▸ **EXERCISE TASKS**
- a) Translate this sentence from the soundtrack production text below into Spanish: "Goodman secretly caught the rehearsal on tape."
- b) From the soundtrack production text below, copy the passage from "The double album" up to and including "a disco band.".

Professional ratings
Review scores
| Source | Rating |
| AllMusic | Star Half star |
| Christgau's Record Guide | (B+) |
| Rolling Stone | (Not Rated) |
| The Rolling Stone Album Guide | Star |

== Production ==
By the time the soundtrack was being prepared, Johnny Rotten (Lydon) had left the band and refused to participate in the project. Manager Malcolm McLaren was left with a major problem — how to sell a double LP soundtrack with no songs featuring the Sex Pistols' dynamic, original vocalist. Desperate for a "workaround", McLaren discovered an October 1976 rehearsal session by the original lineup. In an effort to keep up their "chops", the band would rehearse during downtime at Wessex Studios while attempting to record the "Anarchy in the U.K." 7-inch single for EMI with producer Dave Goodman in October 1976. Goodman secretly caught the rehearsal on tape. The band ran through some cover songs, many of which were staples at early Sex Pistols shows, along with a few more obscure tracks. Unfortunately, the recording was raw and being a simple four-track recording, it was not suitable for commercial release. McLaren then decided to take John Lydon's vocal track along with Glen Matlock's (also long gone from the band) original bass track and combine them with newly re-recorded guitar and drum tracks performed by Steve Jones and Paul Cook. McLaren suddenly had "new" Sex Pistols material suitable for release and performed exclusively by the original lineup. Better still, fans of the band had never heard these recordings. This tactic also gave the impression that the original band was still together. McLaren used this confusion and the "new" material to market and promote not only the movie soundtrack, but the film itself. The original rehearsal recording (without the newly recorded, overdubbed tracks) eventually appeared, in its entirety, on the Sex Pistols Box Set released by Virgin Records in 2002.

The double album features a significant number of tracks that omit Lydon entirely, most of them written and recorded after he had left the band. These include Sid Vicious singing cover songs, two new original songs ("Silly Thing", sung by Cook, and "Lonely Boy", sung by Jones), tracks Cook and Jones recorded with Ronnie Biggs, the title track and "Who Killed Bambi?" sung by Edward Tudor-Pole, and numerous novelty tracks including French street musicians playing "Anarchy in the U.K." and a medley of several Sex Pistols songs covered by a disco band.

▸ **GIVEN DATA**

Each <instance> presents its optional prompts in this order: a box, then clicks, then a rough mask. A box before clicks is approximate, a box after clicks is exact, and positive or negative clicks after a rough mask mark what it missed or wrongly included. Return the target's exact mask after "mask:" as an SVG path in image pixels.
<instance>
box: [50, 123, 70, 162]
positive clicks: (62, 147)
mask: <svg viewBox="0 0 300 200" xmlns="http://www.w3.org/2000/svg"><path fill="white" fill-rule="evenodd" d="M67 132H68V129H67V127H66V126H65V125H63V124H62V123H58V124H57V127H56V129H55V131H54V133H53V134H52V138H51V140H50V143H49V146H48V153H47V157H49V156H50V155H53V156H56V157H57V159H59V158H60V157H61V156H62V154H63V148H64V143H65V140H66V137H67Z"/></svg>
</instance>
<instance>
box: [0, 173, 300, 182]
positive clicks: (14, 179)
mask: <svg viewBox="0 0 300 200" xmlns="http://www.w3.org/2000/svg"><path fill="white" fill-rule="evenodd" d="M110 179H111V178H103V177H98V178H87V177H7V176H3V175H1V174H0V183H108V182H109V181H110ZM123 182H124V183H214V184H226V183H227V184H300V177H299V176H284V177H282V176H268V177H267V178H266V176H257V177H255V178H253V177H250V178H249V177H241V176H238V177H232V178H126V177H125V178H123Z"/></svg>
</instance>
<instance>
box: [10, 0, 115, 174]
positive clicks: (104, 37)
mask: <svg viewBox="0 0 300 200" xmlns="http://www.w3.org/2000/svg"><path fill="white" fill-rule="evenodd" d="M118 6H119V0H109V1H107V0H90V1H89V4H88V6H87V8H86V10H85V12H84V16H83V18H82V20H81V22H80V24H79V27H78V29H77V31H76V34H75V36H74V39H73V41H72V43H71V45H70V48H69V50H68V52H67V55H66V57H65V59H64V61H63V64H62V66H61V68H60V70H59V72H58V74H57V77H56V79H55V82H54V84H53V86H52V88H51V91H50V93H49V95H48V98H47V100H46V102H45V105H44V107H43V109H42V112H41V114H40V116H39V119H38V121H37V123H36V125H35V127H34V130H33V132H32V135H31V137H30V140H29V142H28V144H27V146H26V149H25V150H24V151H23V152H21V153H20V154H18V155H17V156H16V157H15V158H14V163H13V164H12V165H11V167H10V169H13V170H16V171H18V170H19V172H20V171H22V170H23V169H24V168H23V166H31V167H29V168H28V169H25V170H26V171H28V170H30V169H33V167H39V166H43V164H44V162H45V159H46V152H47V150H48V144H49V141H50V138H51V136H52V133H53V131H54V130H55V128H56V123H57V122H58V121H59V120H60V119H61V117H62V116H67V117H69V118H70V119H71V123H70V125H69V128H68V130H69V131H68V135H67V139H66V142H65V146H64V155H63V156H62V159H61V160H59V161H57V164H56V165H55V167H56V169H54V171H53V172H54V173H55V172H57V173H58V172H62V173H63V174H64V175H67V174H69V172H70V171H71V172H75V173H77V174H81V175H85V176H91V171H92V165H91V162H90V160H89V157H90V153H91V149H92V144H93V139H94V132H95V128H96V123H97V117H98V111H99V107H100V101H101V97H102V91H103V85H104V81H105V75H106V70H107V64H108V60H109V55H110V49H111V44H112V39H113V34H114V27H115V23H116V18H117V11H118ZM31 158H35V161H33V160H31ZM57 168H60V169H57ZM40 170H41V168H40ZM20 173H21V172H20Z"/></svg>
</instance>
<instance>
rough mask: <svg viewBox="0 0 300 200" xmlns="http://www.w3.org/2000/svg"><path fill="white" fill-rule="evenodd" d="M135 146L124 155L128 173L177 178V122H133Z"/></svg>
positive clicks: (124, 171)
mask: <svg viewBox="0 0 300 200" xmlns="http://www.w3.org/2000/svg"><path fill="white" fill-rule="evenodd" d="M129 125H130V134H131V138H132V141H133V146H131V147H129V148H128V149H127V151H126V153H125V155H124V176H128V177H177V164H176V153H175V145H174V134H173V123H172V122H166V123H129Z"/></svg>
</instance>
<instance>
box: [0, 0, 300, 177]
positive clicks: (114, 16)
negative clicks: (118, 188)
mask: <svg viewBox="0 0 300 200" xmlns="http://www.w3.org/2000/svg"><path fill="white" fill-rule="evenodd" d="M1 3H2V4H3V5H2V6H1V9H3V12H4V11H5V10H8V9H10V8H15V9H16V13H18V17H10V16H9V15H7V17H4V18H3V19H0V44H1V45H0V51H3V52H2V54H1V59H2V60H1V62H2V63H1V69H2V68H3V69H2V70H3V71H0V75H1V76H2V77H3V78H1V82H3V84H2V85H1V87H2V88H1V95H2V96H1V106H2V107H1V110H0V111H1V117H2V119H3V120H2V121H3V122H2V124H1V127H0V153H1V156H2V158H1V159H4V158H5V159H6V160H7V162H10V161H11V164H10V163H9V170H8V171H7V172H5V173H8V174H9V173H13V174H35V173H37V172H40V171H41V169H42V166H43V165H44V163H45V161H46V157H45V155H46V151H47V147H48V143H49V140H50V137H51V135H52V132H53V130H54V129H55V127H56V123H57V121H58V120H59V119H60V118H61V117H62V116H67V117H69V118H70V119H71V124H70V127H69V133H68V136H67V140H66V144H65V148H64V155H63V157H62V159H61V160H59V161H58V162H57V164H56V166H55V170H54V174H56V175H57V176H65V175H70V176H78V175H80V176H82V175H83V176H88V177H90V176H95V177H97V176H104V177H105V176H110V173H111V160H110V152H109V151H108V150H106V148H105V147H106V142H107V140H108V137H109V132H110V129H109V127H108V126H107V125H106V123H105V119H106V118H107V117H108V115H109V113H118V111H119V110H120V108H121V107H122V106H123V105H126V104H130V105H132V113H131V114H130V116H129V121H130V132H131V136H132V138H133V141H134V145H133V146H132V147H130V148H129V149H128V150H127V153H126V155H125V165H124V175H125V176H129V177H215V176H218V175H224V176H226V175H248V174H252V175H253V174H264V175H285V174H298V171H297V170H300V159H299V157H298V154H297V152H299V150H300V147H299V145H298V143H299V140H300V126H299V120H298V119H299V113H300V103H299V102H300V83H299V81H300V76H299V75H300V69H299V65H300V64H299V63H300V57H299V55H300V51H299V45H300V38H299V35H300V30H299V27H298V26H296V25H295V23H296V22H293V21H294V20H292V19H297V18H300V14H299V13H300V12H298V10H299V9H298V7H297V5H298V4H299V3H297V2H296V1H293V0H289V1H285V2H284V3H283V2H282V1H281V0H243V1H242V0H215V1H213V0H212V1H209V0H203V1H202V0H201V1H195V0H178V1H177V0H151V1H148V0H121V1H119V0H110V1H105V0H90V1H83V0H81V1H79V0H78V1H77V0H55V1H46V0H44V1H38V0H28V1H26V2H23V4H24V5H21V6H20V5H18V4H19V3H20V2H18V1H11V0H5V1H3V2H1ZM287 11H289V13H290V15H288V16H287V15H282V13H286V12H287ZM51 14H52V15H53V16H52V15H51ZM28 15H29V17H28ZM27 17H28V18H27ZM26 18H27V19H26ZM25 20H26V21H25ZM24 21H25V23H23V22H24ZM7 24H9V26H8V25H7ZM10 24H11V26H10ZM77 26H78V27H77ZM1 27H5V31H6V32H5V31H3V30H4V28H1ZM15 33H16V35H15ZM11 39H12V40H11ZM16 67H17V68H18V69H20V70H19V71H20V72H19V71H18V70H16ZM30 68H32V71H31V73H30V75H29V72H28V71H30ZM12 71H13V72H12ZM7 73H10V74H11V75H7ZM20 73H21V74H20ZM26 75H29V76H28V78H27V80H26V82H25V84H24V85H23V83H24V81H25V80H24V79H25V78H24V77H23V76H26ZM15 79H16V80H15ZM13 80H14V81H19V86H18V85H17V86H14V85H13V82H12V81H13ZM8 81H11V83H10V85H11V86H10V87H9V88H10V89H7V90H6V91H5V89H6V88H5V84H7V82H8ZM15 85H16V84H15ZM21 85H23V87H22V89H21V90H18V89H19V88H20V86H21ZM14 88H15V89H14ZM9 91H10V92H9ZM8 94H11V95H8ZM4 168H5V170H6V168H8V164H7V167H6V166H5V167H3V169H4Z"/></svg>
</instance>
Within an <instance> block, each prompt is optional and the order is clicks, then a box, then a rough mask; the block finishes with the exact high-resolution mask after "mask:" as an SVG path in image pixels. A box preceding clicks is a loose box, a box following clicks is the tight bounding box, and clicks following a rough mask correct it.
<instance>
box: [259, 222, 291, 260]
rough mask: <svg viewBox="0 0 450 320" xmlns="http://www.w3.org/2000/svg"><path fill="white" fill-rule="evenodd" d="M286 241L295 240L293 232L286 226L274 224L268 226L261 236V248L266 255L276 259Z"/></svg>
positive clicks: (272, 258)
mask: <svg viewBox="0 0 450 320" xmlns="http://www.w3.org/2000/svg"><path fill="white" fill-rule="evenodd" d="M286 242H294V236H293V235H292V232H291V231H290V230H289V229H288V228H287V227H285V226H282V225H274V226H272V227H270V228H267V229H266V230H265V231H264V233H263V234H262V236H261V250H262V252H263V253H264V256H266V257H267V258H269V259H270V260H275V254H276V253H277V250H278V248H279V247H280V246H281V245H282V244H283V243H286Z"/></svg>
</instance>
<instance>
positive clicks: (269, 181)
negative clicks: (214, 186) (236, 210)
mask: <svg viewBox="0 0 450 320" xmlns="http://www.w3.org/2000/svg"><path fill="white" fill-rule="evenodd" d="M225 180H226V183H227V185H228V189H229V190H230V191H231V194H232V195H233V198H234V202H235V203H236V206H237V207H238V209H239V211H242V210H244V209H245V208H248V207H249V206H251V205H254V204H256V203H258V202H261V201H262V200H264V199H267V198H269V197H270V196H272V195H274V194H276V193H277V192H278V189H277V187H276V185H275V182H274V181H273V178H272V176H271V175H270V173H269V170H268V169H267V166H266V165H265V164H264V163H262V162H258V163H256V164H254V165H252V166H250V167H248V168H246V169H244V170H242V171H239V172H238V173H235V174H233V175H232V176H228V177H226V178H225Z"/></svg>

▸ **ANSWERS TO THIS EXERCISE**
- a) Goodman grabó el ensayo en cinta en secreto.

- b)
The double album features a significant number of tracks that omit Lydon entirely, most of them written and recorded after he had left the band. These include Sid Vicious singing cover songs, two new original songs ("Silly Thing", sung by Cook, and "Lonely Boy", sung by Jones), tracks Cook and Jones recorded with Ronnie Biggs, the title track and "Who Killed Bambi?" sung by Edward Tudor-Pole, and numerous novelty tracks including French street musicians playing "Anarchy in the U.K." and a medley of several Sex Pistols songs covered by a disco band.